YOUR INSTRUCTIONS -
Scan the listing for the word "woman" and report every line that contains it.

═══ ENTRIES SHOWN

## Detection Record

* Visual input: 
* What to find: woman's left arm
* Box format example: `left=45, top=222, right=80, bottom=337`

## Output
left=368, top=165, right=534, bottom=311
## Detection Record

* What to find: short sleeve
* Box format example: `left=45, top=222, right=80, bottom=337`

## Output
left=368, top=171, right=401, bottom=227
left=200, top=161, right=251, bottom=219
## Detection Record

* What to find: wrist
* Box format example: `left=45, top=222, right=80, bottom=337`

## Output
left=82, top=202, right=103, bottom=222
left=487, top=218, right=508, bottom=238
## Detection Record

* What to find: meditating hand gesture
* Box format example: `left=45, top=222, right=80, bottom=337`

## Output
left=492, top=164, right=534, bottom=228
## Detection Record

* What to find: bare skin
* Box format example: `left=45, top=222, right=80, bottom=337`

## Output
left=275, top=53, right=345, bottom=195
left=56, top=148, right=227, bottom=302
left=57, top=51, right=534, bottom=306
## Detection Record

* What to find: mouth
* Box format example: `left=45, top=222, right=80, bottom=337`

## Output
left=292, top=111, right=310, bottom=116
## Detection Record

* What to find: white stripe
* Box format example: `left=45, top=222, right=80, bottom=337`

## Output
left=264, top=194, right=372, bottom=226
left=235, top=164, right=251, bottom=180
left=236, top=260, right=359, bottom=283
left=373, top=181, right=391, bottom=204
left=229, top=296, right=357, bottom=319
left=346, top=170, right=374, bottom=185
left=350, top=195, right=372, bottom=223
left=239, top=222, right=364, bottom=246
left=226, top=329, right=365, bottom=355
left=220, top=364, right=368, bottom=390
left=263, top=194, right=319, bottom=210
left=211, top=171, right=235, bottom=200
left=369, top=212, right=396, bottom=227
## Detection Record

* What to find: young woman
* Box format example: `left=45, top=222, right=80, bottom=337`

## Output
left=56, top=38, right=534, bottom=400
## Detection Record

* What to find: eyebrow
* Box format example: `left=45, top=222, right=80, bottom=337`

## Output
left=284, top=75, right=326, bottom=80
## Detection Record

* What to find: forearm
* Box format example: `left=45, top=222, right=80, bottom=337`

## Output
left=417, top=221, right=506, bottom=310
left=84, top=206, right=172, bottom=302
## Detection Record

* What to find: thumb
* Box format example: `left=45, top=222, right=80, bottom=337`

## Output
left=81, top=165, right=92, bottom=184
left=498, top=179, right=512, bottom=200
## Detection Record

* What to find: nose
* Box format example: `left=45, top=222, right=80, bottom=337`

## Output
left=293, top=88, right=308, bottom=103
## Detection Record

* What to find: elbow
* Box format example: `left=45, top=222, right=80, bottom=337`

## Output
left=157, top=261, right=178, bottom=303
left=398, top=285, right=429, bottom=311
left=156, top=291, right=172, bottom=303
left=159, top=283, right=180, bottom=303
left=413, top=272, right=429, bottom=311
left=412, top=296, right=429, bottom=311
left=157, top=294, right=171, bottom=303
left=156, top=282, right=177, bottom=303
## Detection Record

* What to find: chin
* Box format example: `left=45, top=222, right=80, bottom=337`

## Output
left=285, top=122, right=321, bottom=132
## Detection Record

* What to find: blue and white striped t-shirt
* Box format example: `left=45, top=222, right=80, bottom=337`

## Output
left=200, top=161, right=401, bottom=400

══════

YOUR RESPONSE -
* What to find: woman's left arm
* What to find: young woman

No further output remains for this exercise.